**WHAT IS EXPECTED**
Please copy the rows word for word, from the first row through the line containing "M 220 319 L", both included.

**ITEMS**
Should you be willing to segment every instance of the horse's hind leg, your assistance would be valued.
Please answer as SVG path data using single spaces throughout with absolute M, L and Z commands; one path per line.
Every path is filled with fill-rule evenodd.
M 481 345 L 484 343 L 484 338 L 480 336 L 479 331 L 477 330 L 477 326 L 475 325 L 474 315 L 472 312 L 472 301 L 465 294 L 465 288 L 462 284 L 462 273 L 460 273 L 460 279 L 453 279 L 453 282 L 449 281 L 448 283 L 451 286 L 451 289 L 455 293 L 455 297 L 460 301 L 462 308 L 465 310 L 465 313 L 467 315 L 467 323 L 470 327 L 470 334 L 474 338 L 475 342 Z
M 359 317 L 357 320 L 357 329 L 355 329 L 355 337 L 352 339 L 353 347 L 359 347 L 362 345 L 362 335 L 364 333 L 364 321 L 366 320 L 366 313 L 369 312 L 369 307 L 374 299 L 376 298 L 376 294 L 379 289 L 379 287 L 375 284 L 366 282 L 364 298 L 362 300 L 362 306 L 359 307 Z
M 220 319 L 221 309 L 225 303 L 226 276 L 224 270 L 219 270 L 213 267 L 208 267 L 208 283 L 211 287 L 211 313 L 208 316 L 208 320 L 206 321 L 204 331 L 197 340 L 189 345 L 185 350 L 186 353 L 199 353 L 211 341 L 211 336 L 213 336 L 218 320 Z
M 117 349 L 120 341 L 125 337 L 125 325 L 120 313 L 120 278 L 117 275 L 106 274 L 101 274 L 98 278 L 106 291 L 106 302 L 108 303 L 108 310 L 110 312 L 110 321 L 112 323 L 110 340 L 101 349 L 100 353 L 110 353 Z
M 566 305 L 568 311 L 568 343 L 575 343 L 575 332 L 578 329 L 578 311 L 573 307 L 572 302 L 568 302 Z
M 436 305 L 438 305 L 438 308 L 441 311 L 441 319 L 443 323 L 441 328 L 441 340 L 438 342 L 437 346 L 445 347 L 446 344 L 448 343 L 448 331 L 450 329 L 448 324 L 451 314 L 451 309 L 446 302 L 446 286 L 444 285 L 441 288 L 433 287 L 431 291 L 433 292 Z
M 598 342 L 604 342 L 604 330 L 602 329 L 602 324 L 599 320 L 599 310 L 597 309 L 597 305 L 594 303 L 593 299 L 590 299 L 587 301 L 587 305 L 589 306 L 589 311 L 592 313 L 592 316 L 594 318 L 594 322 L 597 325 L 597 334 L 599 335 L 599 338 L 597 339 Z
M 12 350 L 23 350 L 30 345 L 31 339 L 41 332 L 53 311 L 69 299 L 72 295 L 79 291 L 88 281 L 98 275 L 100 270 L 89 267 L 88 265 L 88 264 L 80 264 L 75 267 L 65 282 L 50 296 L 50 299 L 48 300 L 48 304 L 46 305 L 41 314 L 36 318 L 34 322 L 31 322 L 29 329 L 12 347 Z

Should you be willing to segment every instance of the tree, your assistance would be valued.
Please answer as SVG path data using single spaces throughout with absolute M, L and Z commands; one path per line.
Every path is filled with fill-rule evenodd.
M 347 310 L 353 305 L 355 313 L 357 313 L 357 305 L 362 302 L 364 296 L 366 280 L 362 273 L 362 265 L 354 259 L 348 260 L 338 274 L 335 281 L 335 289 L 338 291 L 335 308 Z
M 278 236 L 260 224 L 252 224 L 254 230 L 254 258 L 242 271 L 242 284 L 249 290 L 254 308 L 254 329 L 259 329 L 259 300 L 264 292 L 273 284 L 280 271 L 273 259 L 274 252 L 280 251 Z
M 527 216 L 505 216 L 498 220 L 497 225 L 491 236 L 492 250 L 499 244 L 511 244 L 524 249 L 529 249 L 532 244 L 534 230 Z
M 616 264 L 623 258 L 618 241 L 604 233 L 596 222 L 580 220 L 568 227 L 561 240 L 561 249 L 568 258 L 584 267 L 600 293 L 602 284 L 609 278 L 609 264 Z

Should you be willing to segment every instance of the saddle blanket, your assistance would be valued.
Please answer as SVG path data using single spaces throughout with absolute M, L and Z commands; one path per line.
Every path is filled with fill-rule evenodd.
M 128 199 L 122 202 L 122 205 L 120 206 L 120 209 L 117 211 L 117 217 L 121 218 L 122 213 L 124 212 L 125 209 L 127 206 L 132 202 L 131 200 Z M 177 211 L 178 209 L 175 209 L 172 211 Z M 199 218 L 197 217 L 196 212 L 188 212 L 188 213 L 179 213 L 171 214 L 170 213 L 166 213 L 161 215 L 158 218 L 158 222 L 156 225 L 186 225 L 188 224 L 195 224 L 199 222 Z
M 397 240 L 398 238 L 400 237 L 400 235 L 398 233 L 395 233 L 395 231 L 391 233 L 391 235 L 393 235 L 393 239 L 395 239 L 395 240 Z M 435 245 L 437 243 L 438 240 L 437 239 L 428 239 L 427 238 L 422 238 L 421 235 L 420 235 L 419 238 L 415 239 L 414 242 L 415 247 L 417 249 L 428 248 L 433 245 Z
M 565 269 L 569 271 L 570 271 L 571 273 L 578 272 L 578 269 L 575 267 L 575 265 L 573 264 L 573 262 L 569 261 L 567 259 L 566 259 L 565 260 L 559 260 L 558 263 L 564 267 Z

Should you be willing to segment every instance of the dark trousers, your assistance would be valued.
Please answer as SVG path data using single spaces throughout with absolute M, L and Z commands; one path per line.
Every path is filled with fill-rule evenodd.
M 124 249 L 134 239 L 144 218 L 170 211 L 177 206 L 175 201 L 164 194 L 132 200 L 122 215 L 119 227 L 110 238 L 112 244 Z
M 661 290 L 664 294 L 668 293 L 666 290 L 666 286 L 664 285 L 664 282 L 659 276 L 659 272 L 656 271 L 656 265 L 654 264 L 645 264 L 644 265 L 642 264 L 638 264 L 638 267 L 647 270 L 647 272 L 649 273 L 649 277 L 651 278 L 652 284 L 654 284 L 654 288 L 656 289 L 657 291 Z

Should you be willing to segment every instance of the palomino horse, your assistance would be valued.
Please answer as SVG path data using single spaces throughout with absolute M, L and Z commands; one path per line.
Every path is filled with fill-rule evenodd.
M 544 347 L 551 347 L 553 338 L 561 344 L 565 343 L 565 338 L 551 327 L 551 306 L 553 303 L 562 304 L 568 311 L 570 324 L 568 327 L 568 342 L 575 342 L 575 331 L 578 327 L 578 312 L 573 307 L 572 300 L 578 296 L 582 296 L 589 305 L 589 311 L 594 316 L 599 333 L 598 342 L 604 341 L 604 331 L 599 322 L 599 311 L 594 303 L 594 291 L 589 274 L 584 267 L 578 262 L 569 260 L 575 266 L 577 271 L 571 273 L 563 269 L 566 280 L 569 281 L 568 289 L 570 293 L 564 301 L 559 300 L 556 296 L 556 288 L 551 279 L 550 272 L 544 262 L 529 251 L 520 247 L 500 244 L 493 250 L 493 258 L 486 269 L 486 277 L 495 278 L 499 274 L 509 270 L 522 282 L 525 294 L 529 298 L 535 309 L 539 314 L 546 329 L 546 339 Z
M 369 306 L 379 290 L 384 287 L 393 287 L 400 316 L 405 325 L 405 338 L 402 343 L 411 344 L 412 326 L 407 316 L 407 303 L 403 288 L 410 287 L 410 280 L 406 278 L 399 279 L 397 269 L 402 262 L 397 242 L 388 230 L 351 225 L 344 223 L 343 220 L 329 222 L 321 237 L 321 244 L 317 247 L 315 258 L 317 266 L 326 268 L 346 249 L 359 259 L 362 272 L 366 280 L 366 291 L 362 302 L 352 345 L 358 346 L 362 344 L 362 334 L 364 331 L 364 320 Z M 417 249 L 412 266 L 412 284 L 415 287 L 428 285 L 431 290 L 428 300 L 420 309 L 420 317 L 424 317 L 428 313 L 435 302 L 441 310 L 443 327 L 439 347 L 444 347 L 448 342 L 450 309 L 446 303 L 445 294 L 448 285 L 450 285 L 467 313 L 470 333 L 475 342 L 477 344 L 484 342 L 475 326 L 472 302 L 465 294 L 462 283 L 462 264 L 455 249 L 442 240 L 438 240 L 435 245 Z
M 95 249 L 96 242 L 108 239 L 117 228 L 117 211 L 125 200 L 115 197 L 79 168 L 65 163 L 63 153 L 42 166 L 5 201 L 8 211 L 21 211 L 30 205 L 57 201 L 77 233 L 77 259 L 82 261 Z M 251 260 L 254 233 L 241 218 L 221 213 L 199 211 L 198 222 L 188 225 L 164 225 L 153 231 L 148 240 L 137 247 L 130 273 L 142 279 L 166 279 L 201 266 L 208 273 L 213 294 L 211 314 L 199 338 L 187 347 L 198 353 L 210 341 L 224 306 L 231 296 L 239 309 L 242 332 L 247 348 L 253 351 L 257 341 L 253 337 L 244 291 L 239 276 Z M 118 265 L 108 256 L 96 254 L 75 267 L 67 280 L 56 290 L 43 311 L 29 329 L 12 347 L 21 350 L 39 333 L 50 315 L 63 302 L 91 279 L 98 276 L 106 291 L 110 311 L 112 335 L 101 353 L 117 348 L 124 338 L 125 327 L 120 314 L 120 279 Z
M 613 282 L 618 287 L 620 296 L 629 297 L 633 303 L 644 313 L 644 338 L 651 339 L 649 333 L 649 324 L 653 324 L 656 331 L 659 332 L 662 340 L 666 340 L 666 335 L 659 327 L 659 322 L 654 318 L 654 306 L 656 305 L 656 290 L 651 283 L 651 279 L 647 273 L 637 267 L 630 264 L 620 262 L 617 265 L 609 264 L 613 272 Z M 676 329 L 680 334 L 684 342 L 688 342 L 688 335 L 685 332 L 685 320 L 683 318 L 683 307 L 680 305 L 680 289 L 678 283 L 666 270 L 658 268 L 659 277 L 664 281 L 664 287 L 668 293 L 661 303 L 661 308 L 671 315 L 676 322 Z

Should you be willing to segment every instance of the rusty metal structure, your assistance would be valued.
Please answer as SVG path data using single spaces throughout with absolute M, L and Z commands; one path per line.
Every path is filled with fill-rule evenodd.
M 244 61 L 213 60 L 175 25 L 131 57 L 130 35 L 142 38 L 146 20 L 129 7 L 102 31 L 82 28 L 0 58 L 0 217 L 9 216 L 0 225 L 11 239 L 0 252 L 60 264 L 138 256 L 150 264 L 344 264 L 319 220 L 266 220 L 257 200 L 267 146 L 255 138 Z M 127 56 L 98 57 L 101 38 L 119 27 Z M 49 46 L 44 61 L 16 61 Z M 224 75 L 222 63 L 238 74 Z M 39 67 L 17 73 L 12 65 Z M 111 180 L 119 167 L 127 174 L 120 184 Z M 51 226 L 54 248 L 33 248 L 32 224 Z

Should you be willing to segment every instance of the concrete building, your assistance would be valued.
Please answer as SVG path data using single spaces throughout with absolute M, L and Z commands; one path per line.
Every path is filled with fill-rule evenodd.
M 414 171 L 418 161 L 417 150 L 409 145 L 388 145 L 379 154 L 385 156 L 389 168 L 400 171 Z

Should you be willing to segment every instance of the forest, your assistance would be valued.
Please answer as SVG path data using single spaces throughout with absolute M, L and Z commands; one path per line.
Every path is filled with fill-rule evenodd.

**SOLUTION TO THE EXERCISE**
Should you be willing to segment every instance of the horse's hind leg, your assistance would be valued.
Please answer as SVG path data using single spaces throughout with absolute M, L and Z commands; one path per line.
Every path is filled with fill-rule evenodd.
M 481 345 L 484 343 L 484 338 L 480 336 L 479 331 L 477 330 L 477 326 L 475 325 L 474 315 L 472 312 L 472 301 L 465 294 L 465 288 L 462 284 L 462 273 L 460 273 L 460 279 L 453 279 L 453 282 L 449 281 L 448 283 L 451 286 L 451 289 L 455 293 L 455 297 L 460 301 L 462 308 L 465 310 L 465 313 L 467 315 L 467 323 L 470 327 L 470 334 L 474 338 L 475 342 Z
M 359 317 L 357 320 L 357 329 L 355 329 L 355 337 L 352 339 L 353 347 L 359 347 L 362 345 L 362 335 L 364 333 L 364 321 L 366 320 L 366 313 L 369 312 L 369 307 L 374 299 L 376 298 L 376 294 L 379 289 L 379 287 L 375 284 L 366 282 L 364 298 L 362 300 L 362 306 L 359 307 Z
M 220 319 L 221 309 L 225 303 L 226 276 L 224 270 L 219 270 L 213 267 L 208 267 L 208 283 L 211 287 L 211 313 L 208 316 L 208 320 L 206 321 L 204 331 L 197 340 L 189 345 L 185 350 L 186 353 L 199 353 L 211 341 L 211 336 L 213 336 L 218 320 Z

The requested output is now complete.